## Instructions for the task
Return, word for word, only the lines from the one containing "Where can the light" through the last line of the entries.

start Supplied material

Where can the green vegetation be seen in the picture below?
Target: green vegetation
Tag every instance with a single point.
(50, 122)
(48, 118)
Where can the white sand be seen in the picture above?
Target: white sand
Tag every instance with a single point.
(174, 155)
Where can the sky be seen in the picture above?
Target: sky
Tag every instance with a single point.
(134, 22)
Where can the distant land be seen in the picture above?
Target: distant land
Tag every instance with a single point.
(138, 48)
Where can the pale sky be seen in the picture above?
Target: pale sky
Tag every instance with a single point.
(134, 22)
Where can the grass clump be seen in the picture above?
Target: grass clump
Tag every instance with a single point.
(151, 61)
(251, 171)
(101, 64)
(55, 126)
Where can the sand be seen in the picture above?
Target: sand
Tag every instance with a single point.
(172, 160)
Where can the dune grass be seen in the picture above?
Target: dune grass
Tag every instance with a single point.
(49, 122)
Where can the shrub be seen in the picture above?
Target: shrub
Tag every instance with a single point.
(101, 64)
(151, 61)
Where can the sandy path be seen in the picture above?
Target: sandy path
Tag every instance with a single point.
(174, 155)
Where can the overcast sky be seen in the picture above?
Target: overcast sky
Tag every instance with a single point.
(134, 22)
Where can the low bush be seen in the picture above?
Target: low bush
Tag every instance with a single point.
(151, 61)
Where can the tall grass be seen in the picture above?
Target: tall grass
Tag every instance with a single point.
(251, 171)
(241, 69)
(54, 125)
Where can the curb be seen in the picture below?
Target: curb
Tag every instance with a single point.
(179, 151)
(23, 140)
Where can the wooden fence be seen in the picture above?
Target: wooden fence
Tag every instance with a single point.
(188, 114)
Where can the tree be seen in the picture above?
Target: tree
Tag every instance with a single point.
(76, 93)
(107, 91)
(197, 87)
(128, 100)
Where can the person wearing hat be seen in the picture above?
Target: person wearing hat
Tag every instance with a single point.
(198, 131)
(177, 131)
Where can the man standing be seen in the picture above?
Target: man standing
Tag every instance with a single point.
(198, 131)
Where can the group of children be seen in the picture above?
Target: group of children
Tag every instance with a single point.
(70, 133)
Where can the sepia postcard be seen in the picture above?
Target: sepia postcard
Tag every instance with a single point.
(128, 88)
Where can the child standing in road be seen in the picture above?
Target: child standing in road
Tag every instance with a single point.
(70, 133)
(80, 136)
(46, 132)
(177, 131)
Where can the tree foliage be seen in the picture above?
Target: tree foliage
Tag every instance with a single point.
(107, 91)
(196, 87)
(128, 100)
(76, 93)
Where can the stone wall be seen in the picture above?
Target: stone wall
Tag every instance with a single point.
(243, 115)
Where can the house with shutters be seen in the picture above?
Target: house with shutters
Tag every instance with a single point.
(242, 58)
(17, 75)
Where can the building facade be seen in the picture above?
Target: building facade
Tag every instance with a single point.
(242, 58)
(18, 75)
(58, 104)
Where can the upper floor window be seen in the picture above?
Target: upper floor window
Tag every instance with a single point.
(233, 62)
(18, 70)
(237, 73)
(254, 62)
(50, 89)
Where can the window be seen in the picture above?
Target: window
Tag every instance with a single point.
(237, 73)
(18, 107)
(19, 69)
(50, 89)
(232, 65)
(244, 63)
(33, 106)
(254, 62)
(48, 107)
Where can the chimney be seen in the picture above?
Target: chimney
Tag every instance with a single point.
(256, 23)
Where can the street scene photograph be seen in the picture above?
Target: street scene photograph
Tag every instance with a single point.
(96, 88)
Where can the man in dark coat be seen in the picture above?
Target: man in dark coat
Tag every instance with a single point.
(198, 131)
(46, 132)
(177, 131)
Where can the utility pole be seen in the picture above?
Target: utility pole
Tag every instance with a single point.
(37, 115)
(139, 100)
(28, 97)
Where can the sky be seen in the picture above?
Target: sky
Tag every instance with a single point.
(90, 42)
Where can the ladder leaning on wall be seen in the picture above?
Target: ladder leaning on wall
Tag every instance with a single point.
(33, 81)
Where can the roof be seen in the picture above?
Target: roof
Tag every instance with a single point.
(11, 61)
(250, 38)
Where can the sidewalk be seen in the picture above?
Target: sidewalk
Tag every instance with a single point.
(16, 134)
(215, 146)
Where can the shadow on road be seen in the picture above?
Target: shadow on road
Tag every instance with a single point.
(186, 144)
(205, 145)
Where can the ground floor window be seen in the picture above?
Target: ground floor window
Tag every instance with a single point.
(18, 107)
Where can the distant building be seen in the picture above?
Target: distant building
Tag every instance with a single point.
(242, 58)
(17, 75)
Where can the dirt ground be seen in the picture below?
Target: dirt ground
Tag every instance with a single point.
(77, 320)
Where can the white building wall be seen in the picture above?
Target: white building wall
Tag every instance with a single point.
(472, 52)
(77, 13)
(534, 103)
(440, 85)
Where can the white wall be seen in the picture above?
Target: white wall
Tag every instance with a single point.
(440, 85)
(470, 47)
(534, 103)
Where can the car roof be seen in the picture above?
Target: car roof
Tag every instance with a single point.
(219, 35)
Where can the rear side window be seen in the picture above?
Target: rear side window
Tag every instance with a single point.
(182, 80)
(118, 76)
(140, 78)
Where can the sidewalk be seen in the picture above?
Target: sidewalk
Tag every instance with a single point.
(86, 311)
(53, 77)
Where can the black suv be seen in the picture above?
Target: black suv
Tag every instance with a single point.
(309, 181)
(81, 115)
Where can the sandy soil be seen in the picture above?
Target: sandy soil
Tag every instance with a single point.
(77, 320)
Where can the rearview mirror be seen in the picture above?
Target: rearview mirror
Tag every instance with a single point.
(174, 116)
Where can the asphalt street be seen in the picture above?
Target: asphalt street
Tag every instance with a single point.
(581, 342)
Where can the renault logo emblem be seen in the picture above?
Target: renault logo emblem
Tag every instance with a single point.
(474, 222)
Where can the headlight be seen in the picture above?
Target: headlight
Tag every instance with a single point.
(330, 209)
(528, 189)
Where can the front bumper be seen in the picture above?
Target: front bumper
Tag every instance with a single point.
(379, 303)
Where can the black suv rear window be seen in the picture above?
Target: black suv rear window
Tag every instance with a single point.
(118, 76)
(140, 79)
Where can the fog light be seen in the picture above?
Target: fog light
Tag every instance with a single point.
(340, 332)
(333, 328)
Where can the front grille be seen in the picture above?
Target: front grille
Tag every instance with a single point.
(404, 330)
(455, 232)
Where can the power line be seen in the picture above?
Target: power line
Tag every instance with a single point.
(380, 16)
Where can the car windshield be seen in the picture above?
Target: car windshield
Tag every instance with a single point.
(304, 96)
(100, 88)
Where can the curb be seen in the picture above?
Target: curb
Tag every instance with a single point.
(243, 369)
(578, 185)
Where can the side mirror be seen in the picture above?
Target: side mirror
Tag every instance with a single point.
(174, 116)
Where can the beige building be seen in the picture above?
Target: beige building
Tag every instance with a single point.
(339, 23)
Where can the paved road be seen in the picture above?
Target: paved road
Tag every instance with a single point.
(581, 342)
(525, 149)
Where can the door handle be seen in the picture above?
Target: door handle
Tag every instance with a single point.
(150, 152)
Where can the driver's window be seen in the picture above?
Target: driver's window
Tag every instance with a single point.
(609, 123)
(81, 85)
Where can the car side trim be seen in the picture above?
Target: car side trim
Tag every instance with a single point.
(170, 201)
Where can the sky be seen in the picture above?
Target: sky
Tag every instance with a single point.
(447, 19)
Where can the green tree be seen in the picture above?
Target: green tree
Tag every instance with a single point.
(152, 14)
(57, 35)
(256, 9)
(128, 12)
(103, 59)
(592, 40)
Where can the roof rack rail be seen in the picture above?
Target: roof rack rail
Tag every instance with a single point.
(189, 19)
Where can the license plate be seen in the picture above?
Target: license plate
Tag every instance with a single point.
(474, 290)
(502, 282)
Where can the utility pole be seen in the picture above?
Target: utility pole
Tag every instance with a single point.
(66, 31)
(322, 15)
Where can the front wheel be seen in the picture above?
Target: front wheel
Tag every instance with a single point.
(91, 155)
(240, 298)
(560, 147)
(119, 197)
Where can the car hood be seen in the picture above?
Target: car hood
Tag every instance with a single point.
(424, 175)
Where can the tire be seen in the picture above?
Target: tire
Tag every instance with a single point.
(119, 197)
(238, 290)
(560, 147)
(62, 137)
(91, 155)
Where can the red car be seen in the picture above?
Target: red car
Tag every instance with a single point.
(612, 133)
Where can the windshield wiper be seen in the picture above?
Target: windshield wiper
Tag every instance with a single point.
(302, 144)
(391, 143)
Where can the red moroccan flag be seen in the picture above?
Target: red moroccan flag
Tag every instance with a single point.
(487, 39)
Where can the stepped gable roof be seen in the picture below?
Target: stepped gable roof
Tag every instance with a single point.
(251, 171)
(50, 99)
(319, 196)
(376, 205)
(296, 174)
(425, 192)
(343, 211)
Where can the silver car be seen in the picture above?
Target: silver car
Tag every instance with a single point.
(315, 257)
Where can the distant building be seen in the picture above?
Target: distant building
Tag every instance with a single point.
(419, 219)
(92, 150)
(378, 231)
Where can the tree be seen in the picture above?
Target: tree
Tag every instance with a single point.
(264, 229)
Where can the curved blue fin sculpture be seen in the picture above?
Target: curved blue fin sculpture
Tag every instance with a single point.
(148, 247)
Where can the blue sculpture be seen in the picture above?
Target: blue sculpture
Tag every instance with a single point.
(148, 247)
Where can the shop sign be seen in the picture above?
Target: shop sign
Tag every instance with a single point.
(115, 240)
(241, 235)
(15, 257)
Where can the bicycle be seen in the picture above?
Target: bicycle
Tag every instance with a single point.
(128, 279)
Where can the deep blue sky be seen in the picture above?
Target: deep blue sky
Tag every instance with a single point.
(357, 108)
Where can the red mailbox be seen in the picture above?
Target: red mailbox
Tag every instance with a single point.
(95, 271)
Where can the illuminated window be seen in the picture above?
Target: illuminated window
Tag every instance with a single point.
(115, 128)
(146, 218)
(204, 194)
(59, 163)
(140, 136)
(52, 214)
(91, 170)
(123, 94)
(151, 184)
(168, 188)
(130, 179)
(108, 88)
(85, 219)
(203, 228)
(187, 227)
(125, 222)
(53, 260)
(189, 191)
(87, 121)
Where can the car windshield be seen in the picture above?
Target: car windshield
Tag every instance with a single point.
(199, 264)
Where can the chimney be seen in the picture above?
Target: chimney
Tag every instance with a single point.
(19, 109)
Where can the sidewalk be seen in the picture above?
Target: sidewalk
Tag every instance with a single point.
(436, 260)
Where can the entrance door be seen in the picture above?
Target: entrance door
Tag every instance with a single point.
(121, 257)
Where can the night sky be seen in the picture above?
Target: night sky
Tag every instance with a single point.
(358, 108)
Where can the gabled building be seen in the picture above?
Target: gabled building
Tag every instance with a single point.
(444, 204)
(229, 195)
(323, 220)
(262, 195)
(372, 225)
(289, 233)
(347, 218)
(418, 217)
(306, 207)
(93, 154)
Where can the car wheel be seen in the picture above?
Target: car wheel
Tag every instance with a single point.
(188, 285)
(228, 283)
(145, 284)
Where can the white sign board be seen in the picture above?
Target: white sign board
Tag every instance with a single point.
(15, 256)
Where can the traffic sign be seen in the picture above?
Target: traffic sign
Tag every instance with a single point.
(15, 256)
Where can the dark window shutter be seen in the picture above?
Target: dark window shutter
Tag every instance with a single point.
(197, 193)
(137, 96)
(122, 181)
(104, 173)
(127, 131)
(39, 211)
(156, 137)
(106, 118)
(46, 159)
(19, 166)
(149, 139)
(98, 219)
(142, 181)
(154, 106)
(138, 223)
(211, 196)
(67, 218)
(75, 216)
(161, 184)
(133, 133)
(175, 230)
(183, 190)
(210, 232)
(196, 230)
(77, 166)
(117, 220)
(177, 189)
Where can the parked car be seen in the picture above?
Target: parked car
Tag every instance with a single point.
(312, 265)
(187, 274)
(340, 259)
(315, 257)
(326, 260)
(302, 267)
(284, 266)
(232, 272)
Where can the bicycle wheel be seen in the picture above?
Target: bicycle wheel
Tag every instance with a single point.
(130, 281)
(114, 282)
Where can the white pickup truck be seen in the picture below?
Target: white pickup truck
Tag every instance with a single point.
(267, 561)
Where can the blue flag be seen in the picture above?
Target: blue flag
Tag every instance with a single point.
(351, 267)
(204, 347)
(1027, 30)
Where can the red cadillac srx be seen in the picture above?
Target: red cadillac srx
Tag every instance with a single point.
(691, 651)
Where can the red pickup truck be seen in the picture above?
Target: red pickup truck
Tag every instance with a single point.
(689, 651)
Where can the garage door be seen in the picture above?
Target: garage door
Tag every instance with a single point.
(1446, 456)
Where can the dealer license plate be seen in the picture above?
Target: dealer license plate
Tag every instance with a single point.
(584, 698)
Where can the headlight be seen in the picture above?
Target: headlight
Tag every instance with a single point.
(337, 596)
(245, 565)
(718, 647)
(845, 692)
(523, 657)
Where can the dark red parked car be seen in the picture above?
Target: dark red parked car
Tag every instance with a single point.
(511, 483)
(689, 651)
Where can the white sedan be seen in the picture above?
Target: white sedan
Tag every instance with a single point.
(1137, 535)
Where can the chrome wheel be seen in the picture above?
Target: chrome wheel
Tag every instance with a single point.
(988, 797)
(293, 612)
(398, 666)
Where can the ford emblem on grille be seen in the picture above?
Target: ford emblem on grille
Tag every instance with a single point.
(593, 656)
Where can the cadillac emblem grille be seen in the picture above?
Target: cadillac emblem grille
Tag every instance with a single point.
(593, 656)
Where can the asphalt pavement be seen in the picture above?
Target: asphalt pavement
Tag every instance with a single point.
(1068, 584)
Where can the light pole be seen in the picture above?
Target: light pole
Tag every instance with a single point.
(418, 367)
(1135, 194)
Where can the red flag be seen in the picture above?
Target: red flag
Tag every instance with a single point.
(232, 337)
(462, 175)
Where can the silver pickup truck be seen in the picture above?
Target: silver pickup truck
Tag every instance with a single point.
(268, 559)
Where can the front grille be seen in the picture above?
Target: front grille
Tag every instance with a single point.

end Supplied material

## Response to this task
Where can the light pole be seen in the picture above?
Target: light pole
Tag every instance with a single point.
(418, 367)
(1135, 194)
Where can the red flag be seen in the picture above?
Target: red flag
Tag every instance with a single point.
(232, 337)
(462, 175)
Where can the silver pickup truck be seen in the picture above?
Target: silver pickup truck
Tag every instance with a single point.
(268, 559)
Where can the front grille be seen in the picture above?
Target: front grille
Tag every instance with a single point.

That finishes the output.